* **What you are asked to do**
Copy out the rows below word for word, starting at the beginning and ending with the line that contains "column 110, row 77", with both ends included.

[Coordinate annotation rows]
- - -

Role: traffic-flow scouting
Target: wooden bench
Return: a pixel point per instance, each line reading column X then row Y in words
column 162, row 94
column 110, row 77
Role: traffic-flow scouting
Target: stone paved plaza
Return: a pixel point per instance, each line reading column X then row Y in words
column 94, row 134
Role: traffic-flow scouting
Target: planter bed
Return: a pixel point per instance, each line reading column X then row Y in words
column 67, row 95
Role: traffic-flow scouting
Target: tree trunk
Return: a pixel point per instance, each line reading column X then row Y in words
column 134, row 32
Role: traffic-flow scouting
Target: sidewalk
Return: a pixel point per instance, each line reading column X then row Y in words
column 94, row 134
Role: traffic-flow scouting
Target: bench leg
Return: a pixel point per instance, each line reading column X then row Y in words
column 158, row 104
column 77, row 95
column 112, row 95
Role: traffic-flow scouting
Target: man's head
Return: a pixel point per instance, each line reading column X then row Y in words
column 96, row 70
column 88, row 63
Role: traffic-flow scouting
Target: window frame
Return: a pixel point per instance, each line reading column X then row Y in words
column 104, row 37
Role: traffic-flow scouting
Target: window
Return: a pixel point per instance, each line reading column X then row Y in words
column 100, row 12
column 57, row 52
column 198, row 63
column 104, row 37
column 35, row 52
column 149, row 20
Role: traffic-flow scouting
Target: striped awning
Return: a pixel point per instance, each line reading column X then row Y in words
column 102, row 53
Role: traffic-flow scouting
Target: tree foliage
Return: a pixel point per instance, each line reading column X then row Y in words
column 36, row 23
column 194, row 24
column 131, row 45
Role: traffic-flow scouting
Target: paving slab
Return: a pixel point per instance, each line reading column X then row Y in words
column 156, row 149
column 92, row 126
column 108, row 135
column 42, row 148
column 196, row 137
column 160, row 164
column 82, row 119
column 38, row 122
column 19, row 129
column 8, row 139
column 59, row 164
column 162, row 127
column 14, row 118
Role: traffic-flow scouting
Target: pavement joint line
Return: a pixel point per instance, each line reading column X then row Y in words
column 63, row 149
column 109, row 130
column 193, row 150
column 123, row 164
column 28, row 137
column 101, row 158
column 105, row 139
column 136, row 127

- - -

* **Response to the task**
Role: traffic-flow scouting
Target: wooden bench
Return: a pixel point per instance, each line reading column X then row Y in words
column 162, row 94
column 110, row 77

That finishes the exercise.